# TEXT

※ ※ ※

It's uh As it happens, journaling is very important to me. Uh journaling for a file system, uh, I happen to know, is almost exactly like journaling in a database. The things that you are going to do and change in the file system, you send those uh to the file system, and not only does it make those changes, um, which may be buffered, but it remembers the list of commands that you are going to apply. And if something goes wrong, it still has that list of commands. It can do them again, redo them, undo them, various things like that. Uh, journaling is a great feature of databases and just as great in file systems.

Jim:

Yeah, thank you. Uh really important, it was added to ext3. Um another thing they added was uh indexing of directories. Normally a directory is on disk, it looks like a file. It's just an inode and a path name. It's an inode number and a path name for the file. If you have a directory with lots and lots of files in it, on older file systems, it's searched linearly. Lots of files in a directory, that can get very, very slow. So what ext3 added was indexing of the entries in the directory. So no longer is it a like a flat file, now it's an indexed thing that uh is much, much faster. So if you have a lot of files in your directory, greatly speeds that up.

※ ※ ※

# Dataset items
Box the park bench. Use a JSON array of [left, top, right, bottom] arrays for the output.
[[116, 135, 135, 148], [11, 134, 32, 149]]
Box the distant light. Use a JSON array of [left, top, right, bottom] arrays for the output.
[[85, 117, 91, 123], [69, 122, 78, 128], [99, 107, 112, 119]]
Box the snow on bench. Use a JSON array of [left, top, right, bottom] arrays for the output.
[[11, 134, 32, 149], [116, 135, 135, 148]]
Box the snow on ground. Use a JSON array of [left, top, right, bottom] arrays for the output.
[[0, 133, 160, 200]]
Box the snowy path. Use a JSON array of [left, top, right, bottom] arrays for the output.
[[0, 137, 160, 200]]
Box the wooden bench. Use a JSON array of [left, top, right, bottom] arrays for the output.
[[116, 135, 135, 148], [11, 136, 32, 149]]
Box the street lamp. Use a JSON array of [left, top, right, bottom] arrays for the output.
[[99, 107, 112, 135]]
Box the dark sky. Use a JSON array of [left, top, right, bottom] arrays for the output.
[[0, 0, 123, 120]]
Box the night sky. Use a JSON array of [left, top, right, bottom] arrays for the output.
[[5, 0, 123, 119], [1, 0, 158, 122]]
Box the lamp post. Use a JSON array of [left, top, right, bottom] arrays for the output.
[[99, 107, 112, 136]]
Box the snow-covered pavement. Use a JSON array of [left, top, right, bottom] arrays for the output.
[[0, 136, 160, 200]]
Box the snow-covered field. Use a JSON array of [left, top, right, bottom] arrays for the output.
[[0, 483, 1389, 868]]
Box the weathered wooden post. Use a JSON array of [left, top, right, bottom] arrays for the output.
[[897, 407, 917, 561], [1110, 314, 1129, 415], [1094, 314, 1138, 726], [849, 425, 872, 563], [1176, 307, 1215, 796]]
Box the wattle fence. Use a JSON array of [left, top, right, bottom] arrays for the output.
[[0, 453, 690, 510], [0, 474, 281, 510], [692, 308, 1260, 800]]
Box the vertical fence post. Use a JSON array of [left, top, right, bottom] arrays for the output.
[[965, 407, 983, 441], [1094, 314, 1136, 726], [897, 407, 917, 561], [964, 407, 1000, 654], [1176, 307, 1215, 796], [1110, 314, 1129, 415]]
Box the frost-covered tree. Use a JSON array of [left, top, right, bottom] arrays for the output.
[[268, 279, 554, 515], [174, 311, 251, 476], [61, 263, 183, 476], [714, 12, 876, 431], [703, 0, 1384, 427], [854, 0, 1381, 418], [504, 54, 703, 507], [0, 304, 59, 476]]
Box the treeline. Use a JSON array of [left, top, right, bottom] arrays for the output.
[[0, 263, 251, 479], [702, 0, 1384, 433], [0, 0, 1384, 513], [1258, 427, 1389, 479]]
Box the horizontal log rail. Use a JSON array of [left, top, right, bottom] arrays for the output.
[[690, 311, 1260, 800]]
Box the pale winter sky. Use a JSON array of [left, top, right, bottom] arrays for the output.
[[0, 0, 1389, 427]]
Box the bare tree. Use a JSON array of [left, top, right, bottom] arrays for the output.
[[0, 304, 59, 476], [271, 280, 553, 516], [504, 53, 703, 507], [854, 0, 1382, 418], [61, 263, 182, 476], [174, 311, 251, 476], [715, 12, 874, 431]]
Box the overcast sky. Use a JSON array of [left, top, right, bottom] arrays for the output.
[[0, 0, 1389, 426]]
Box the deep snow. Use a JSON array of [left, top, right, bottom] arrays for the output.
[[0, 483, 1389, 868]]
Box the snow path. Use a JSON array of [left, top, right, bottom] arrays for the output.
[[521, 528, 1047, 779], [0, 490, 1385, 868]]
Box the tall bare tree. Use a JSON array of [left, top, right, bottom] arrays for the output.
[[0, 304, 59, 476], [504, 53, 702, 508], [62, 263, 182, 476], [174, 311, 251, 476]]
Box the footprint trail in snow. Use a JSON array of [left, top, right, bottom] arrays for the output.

※ ※ ※

# DIRECTIVES
1) Using the file system transcript, state whether each of the following agrees with it, answering yes or no and quoting the words that decide it: (a) journaling in a file system is said to resemble journaling in a database closely; (b) on older file systems, the entries in a large directory are found through an index; (c) once its changes are made, the file system no longer keeps the list of commands.
2) Carry the file system transcript forward from where it stops.

# SOLVED PROBLEMS
1)
(a) Yes: "is almost exactly like journaling in a database"
(b) No: "on older file systems, it's searched linearly"
(c) No: "And if something goes wrong, it still has that list of commands."

2)
Wolf:

So it's like directory, it's like you got a hash table instead of a list.

Jim:

Um yeah. Yeah, it's just uh I I I think they're they're using B trees and it just finds the entry so much faster. If you only have uh a small number of files in the directory, it's not going to make any difference at all. It might even be slower. But if you have a lot of files in that directory, it's substantially improve the performance. So that's uh ext3 uh gave us that. Um ext3, the maximum size of a file is two terabytes. Uh the maximum file system size is 16 terabytes. So that's a lot of space. Um I don't know. Do you have any files, Wolf, that are two terabytes in size?

Wolf:

I don't, but I don't edit videos. I know. I mean, there are big files, and in my work, um we deal with geography and roadmaps, and um we have some pretty big files, but on my local system, no.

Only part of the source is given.